### Requirement 1
Answer these from the text on building a business:
(a) What share of each paycheck does the opening story imagine someone saving and investing in stocks?
(b) Which company does the text say there is only one of, even though millions buy its products?
(c) What two things does the text say the world probably doesn't need another of?

### Source document
Whenever there’s a story of some 25 year old who made it big did they work a regular job for 40 hours a week, then diligently save 15% of their paycheque and invest in stocks, and boom 5 years later they’re a millionaire! Unlikely, if not impossible. There are sound statistics and facts showing that the people who are young (and also how many older people made their money) did so by building a business. The capitalist system is built around rewarding those who create something the marketplace wants. There’s only one Apple (inc.), but MILLIONS of us buy their products. Simple math says if you sell a million of something you’ll be a millionaire. In the system we are in you have to be a “producer” in order to make it big. Sure, maybe once in a blue moon someone hits it big on crypto (assuming they don’t lose it all in the next crash), or managed to time an investment that went up 10x in value. But the large majority of people who speculate on stocks hoping to get rich inevitably get burned, just ask my friends and I.

For some people, they may not have any ambition to be wealthy and they may just want to have a decent job, and enough money to have a decent life. But for the people who want to be wealthy, they have to realize a few things. 1. No one cares that you want to be wealthy. What can you do for me? That’s what drives buying decisions. Generally speaking, I don’t care that a corporation is profit motivated, I care about the thing I’m buying or the service they are providing me. Maybe, I make my buying decision emotionally because they have built a brand that makes what they are selling desirable to me. 2. No matter what business you’re in, you have to sell. Whether “selling” means getting to the top of search rankings, creating a marketing campaign, or paying for ads. You can have the best product in the world, but if no one knows about it, it’s as good as having no product at all. (Luckily, nowadays social media is a strong method of selling and brand awareness that is largely free, Google My Business is valuable, and word of mouth is also very much still alive).

There are more intricate rules and considerations to think about if you are building a business. Do you want to build a business that can eventually work without your inputs, would be nice huh? But you have to remember that at the beginning the business needs you to be the one forcing it forward, building it up, and doing the stuff that no one else wants to do. A thriving business isn’t magically going to appear on your doorstep because you “visualized it”. You have to be actively out in the world providing input to the machine so it can start cranking its gears. Spend less time thinking and more time doing. Speaking of stuff no one wants to do. That’s a great way to choose an avenue that is ripe for disruption. There are a million different businesses you could start, but it’s important to consider if there is a need in the marketplace (the world probably doesn’t need another personal trainer, or blog for that matter, owch…).

### Task data
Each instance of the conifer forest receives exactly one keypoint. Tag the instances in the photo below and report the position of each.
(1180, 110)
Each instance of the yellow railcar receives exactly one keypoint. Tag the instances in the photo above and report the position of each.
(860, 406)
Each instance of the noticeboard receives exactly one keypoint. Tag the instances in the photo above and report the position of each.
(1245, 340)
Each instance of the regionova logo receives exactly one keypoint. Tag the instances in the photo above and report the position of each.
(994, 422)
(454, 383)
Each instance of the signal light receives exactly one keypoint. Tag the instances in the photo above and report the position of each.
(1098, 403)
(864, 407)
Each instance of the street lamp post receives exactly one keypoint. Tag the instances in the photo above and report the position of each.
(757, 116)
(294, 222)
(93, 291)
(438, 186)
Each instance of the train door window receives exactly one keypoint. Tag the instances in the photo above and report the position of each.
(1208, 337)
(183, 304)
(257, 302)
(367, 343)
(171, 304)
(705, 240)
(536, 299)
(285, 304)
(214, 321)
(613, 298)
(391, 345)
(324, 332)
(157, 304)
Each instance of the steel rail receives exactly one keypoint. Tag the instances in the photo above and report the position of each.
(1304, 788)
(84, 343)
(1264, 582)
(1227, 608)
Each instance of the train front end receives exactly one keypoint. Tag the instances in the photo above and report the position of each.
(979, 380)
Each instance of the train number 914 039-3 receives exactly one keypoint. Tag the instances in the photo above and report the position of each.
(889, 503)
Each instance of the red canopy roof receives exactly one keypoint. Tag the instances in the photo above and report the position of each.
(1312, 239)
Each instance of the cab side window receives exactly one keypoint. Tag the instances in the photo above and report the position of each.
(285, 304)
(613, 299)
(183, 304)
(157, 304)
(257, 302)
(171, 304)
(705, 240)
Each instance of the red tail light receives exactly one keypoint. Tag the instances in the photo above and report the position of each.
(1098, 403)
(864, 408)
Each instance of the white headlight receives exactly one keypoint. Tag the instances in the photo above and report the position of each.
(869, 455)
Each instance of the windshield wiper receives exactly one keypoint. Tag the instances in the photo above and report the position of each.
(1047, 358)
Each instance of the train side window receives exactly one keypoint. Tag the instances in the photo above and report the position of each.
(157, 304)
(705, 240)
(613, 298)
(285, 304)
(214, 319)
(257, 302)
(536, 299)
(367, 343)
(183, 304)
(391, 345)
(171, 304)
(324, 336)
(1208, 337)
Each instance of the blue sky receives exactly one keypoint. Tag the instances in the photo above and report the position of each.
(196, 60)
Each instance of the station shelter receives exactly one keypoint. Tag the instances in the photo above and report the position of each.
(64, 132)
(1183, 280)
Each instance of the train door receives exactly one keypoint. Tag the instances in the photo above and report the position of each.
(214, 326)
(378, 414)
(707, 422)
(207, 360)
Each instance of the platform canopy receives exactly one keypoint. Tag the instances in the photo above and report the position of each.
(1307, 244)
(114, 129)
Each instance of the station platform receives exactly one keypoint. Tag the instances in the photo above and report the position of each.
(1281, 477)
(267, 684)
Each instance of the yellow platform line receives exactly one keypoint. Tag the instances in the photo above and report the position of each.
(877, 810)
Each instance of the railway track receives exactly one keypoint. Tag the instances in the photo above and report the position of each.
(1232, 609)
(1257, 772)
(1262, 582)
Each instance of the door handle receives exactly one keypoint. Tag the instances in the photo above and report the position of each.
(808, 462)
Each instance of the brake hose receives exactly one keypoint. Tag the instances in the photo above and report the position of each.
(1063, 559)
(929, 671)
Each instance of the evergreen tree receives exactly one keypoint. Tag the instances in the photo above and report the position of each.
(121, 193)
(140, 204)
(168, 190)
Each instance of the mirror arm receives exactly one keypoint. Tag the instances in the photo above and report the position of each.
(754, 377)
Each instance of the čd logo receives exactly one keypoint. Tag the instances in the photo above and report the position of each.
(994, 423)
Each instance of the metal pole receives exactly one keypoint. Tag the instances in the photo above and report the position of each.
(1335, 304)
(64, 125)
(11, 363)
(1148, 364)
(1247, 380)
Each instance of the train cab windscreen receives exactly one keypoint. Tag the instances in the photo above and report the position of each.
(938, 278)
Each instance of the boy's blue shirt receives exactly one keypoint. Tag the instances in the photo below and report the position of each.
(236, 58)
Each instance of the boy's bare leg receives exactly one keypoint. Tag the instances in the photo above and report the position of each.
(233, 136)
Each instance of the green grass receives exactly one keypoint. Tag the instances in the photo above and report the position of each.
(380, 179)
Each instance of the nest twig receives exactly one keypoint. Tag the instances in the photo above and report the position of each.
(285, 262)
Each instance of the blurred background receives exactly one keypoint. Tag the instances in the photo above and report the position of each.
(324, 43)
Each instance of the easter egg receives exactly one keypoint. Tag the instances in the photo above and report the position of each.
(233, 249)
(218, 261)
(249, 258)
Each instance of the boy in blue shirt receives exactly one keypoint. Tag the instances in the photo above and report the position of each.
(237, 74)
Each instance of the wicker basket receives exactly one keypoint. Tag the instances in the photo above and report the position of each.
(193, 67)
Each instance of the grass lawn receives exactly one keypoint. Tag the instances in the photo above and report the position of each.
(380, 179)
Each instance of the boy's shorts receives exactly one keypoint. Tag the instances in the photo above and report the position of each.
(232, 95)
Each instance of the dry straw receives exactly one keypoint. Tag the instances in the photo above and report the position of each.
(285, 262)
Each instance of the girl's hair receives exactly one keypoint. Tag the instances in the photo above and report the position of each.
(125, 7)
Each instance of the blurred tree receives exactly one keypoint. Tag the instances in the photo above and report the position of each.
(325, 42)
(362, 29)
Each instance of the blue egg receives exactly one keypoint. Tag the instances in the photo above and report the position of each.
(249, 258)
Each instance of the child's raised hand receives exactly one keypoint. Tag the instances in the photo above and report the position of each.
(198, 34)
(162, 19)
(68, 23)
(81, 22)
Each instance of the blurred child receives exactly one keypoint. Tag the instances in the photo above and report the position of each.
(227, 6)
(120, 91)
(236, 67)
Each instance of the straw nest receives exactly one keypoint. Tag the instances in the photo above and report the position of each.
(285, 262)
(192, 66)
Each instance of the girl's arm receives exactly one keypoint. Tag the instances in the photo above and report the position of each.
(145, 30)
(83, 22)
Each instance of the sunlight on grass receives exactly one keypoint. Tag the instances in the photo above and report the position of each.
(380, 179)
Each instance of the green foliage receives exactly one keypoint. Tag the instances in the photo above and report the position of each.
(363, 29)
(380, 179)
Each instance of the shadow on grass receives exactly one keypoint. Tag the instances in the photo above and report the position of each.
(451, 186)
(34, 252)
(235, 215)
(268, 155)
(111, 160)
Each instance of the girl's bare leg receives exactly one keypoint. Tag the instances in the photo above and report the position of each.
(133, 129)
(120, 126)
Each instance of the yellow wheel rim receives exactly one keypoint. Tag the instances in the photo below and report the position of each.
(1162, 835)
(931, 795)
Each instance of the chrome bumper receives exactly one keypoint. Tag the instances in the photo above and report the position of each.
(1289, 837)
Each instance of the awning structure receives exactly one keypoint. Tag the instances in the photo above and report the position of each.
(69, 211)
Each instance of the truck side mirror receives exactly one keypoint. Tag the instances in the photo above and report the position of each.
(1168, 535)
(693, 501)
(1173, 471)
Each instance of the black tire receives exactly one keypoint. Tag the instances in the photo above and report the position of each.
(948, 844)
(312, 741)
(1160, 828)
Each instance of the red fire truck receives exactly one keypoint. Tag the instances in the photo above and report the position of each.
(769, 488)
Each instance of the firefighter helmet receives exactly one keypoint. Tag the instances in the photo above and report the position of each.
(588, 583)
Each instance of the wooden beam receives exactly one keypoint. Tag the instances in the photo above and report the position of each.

### Requirement 2
Can you write out again, unchanged, the entries between the line holding "Each instance of the girl's arm" and the line holding "(1173, 471)", inclusive?

### Written solution 1
(a) 15%
(b) Apple
(c) A personal trainer and a blog

### Written solution 2
Each instance of the girl's arm receives exactly one keypoint. Tag the instances in the photo above and report the position of each.
(145, 30)
(83, 22)
Each instance of the sunlight on grass receives exactly one keypoint. Tag the instances in the photo above and report the position of each.
(380, 179)
Each instance of the green foliage receives exactly one keypoint. Tag the instances in the photo above and report the position of each.
(363, 29)
(380, 179)
Each instance of the shadow on grass receives exactly one keypoint. Tag the instances in the photo above and report the position of each.
(451, 186)
(34, 252)
(235, 215)
(268, 155)
(111, 160)
Each instance of the girl's bare leg receives exactly one keypoint. Tag the instances in the photo above and report the position of each.
(133, 129)
(120, 126)
Each instance of the yellow wheel rim receives exactly one keypoint. Tag the instances in the photo below and report the position of each.
(1162, 835)
(931, 795)
Each instance of the chrome bumper receives exactly one keypoint. Tag the instances in the photo above and report the position of each.
(1289, 837)
Each instance of the awning structure receives exactly one keypoint. Tag the instances in the photo above and report the position of each.
(69, 211)
Each instance of the truck side mirror receives exactly one keypoint. Tag the instances in the photo above and report the position of each.
(1168, 535)
(693, 501)
(1173, 471)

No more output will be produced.